-------- Record extracts --------
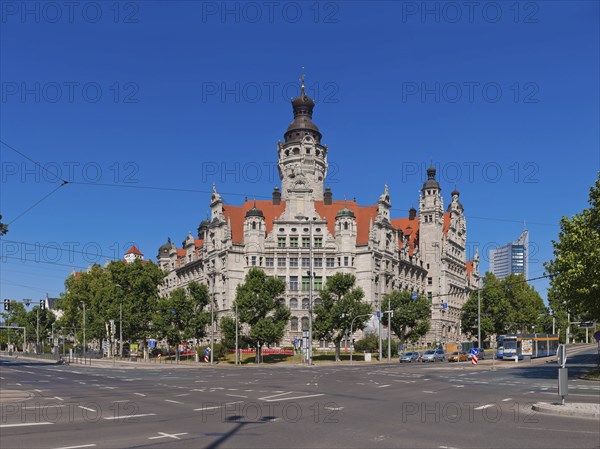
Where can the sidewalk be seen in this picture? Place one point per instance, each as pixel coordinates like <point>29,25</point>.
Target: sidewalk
<point>575,409</point>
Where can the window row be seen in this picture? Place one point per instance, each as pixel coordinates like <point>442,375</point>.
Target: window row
<point>294,242</point>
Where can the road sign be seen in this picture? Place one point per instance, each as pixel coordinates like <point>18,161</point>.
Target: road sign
<point>561,355</point>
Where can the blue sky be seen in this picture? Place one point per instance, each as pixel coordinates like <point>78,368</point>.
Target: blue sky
<point>502,97</point>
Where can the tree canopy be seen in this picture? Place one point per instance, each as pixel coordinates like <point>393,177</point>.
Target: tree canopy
<point>575,270</point>
<point>410,320</point>
<point>259,308</point>
<point>341,304</point>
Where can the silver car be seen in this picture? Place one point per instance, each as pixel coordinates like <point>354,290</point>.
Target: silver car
<point>410,357</point>
<point>433,355</point>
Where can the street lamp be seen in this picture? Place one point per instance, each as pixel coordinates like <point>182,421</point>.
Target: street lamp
<point>213,275</point>
<point>351,327</point>
<point>310,285</point>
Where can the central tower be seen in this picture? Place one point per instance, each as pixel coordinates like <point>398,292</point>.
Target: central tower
<point>302,159</point>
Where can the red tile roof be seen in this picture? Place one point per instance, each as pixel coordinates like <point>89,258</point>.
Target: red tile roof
<point>237,215</point>
<point>409,227</point>
<point>134,250</point>
<point>469,266</point>
<point>363,215</point>
<point>446,223</point>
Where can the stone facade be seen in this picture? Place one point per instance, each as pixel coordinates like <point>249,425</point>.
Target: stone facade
<point>303,230</point>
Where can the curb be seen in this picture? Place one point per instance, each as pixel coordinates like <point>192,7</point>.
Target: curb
<point>563,410</point>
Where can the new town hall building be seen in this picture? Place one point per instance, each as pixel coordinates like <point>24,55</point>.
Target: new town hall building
<point>303,227</point>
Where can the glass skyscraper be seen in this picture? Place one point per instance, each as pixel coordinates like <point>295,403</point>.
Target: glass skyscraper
<point>511,258</point>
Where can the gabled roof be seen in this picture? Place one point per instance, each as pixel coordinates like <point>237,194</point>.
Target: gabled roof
<point>408,227</point>
<point>469,266</point>
<point>362,214</point>
<point>236,215</point>
<point>134,250</point>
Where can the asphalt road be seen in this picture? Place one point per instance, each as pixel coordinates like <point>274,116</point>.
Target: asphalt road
<point>410,405</point>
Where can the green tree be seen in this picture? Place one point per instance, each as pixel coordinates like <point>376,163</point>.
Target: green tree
<point>410,319</point>
<point>259,307</point>
<point>181,316</point>
<point>575,270</point>
<point>104,291</point>
<point>342,303</point>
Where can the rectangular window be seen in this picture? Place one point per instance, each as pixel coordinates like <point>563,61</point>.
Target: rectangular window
<point>318,283</point>
<point>305,283</point>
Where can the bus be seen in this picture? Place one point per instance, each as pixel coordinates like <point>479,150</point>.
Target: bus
<point>528,345</point>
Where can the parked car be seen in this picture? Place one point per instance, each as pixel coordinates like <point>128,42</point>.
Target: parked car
<point>433,355</point>
<point>410,357</point>
<point>458,357</point>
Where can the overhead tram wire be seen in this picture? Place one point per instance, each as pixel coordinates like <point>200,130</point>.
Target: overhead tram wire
<point>83,253</point>
<point>183,190</point>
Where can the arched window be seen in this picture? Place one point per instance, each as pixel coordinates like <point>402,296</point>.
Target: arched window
<point>304,323</point>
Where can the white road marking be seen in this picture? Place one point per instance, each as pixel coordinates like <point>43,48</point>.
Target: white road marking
<point>294,397</point>
<point>275,395</point>
<point>76,447</point>
<point>558,430</point>
<point>483,407</point>
<point>86,408</point>
<point>218,406</point>
<point>168,435</point>
<point>129,416</point>
<point>2,426</point>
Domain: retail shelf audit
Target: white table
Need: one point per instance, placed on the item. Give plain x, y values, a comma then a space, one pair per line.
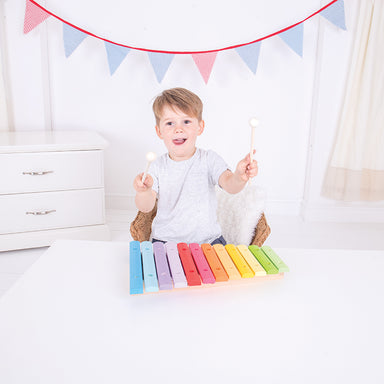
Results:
70, 319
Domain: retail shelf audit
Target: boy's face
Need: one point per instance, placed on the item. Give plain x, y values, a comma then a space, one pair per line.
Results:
179, 132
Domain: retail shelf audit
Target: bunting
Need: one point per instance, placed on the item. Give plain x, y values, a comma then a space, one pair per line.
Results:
204, 62
161, 60
294, 38
116, 55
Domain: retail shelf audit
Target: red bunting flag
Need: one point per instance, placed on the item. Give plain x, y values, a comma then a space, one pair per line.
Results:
33, 16
204, 62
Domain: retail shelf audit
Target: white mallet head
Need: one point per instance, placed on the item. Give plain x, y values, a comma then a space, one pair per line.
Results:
253, 122
150, 156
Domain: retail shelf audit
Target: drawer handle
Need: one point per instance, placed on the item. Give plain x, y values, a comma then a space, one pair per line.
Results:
38, 213
37, 173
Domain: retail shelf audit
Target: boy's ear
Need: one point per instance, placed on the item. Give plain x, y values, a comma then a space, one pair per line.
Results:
158, 132
201, 127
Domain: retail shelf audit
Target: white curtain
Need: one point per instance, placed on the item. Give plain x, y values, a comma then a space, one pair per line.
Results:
356, 167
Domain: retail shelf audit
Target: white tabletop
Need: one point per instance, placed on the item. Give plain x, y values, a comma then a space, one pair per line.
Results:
70, 319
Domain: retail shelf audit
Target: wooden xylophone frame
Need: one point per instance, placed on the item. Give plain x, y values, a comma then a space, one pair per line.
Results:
175, 266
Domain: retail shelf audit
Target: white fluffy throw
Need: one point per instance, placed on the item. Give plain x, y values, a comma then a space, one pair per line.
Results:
239, 214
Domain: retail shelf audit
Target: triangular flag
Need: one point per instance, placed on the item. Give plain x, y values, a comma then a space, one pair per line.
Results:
204, 62
335, 14
34, 15
72, 38
160, 63
294, 38
250, 54
116, 54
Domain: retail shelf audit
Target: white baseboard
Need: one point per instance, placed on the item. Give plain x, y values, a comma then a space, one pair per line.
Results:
339, 212
120, 201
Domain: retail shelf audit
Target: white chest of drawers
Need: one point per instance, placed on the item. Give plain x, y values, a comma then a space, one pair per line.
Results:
51, 187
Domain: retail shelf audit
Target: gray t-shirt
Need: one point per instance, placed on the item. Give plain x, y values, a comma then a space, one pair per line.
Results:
186, 209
--------
What is needed: Update all of the lines above by replacing "Target" with "Object" wherever it appears, leaving everything else unchanged. Omit the pictures from your answer.

Correct result:
Where can the sidewalk be seen in this picture? Place one point per instance, each as pixel coordinates like <point>29,25</point>.
Object: sidewalk
<point>575,409</point>
Where can the window row be seen in this picture? Place one point per instance, each as pixel coordinates like <point>442,375</point>.
Object: window row
<point>294,242</point>
Where can the road sign be seen in this picture? Place one point per instance, each as pixel coordinates like <point>18,161</point>.
Object: road sign
<point>561,355</point>
Where can the blue sky be seen in this picture? Place one point per instance, each as pixel coordinates like <point>78,368</point>.
Object: blue sky
<point>502,97</point>
Where can the tree canopy be seen in this picture? Place one point per instance, each as pixel coordinates like <point>393,177</point>.
Object: tree canopy
<point>575,270</point>
<point>410,320</point>
<point>259,308</point>
<point>341,304</point>
Where can the silver car be seen in this picture? Place one point per instance, each as pixel coordinates like <point>354,290</point>.
Object: silver car
<point>410,357</point>
<point>433,355</point>
Where can the street lamp be seen in this picture? Place one point per instance, each as pixel coordinates like <point>182,421</point>.
Object: street lamp
<point>213,275</point>
<point>351,327</point>
<point>310,285</point>
Where can the central tower be seen in this picture? Place one point per instance, each as pixel coordinates like <point>398,292</point>.
Object: central tower
<point>302,159</point>
Where can the red tile roof be seen in this picture? Place one point per instance, each as pixel coordinates like <point>89,258</point>.
Object: red tile roof
<point>237,215</point>
<point>409,227</point>
<point>134,250</point>
<point>469,266</point>
<point>363,215</point>
<point>446,223</point>
Where can the stone facade be seen in this picture? Place one point per instance, each as pixel coordinates like <point>249,425</point>.
Object: stone facade
<point>303,230</point>
Where can the curb be seen in this picture? Place one point per instance, each as pixel coordinates like <point>192,7</point>.
Object: curb
<point>563,410</point>
Where can the new town hall building be seen in this picture? Place one point per instance, each as pixel coordinates like <point>24,55</point>.
Object: new town hall building
<point>303,227</point>
Where can the glass skyscraper be seen in this picture? Place one point per instance, each as pixel coordinates like <point>295,403</point>.
Object: glass skyscraper
<point>511,258</point>
Where can the gabled roof be seen in this picture? Place one point per instance, each as pixel coordinates like <point>237,194</point>.
Object: gabled roof
<point>408,227</point>
<point>469,266</point>
<point>362,214</point>
<point>236,215</point>
<point>134,250</point>
Where can the asphalt road be seen in this picture? Place one point per instance, each as pixel coordinates like <point>274,116</point>.
Object: asphalt road
<point>410,405</point>
Where can the green tree be seen in this picture? Place one point per instance, each as pixel coordinates like <point>376,163</point>.
Object: green tree
<point>410,319</point>
<point>259,307</point>
<point>181,316</point>
<point>575,270</point>
<point>104,291</point>
<point>342,303</point>
Where can the rectangular window be seen in this picture? Place one point per instance, each as pixel coordinates like <point>563,61</point>.
Object: rectangular window
<point>318,283</point>
<point>305,283</point>
Where can the bus be seen in this picture? Place one point per instance, each as pixel coordinates like <point>479,150</point>.
Object: bus
<point>528,345</point>
Where can the parked car be seen in this picture? Place one point per instance, each as pixel coordinates like <point>128,42</point>.
Object: parked car
<point>433,355</point>
<point>410,357</point>
<point>458,357</point>
Where can the overhead tram wire be seen in this picture? Place one point per instance, each as pixel coordinates like <point>200,130</point>.
Object: overhead tram wire
<point>83,253</point>
<point>183,190</point>
Where can the arched window be seen in this picture? Place one point per instance, each as pixel coordinates like <point>402,296</point>.
Object: arched window
<point>304,323</point>
Where can the white road marking be seen in this picture? Place one point per instance, each as pixel coordinates like <point>43,48</point>.
Object: white road marking
<point>294,397</point>
<point>275,395</point>
<point>76,447</point>
<point>558,430</point>
<point>483,407</point>
<point>86,408</point>
<point>218,406</point>
<point>168,435</point>
<point>129,416</point>
<point>2,426</point>
Domain: retail shelf audit
Object: white table
Need: one point per instance, placed on the item. Give plain x, y values, a comma then a space, one pair per line.
Results:
70, 319
Domain: retail shelf audit
Object: boy's face
Need: one point per instance, placed on the item. Give plain x, y values, a comma then a space, one pair per line.
Results:
179, 132
Domain: retail shelf audit
Object: bunting
Need: one point per instance, placed on the item. Give plain x, y values, a comma then a space, one pair per line.
Results:
204, 62
161, 60
294, 38
116, 55
Domain: retail shelf audit
Object: red bunting flag
Need: one point per instance, placed on the item. Give plain x, y values, a comma then a space, one pair per line.
Results:
33, 16
204, 62
Domain: retail shelf audit
Object: white mallet head
Need: one point per instance, placed on the item. Give plain x, y values, a comma then a space, one pair per line.
Results:
253, 122
150, 156
Domain: retail shelf audit
Object: drawer handle
Need: one point per instance, placed on the item. Give plain x, y values, a comma then a space, one pair per line.
Results:
38, 213
37, 173
Domain: retail shelf audit
Object: boy's ear
Need: one point per instance, placed on the item. Give plain x, y values, a comma then a space, one pair per line.
Results:
158, 132
201, 127
Domain: retail shelf audit
Object: white curtain
Need: one point per instance, placed on the item. Give plain x, y values, a comma then a space, one pair per line.
Results:
356, 167
Domain: retail shelf audit
Object: white tabletop
Need: one point per instance, placed on the item. Give plain x, y values, a comma then a space, one pair per line.
Results:
70, 319
Domain: retail shelf audit
Object: wooden xylophone frame
Need: one point per instance, placed on the item. Give plain x, y values, a comma then a space, one pair per line.
Results:
175, 266
Domain: retail shelf audit
Object: white fluffy throw
Need: one point per instance, placed on the item. Give plain x, y values, a comma then a space, one pair per line.
Results:
239, 214
Domain: retail shelf audit
Object: triangular flag
Need: one point per instance, placed on the item. Give plain x, y values, a comma then a space, one pair per line.
Results:
204, 62
335, 14
34, 15
72, 38
160, 63
294, 38
250, 54
116, 54
Domain: retail shelf audit
Object: white baseboard
Need: one point per instance, placed on the item. Give plain x, y values, a comma then a space, one pair per line.
Results:
339, 212
120, 201
Domain: retail shelf audit
Object: white chest of drawers
Need: one point per instance, placed on the item. Give plain x, y values, a comma then a space, one pair per line.
Results:
51, 187
Domain: retail shelf audit
Object: gray t-shirt
Need: one point per instance, placed on the item. Give plain x, y values, a comma then a space, one pair per line.
Results:
186, 209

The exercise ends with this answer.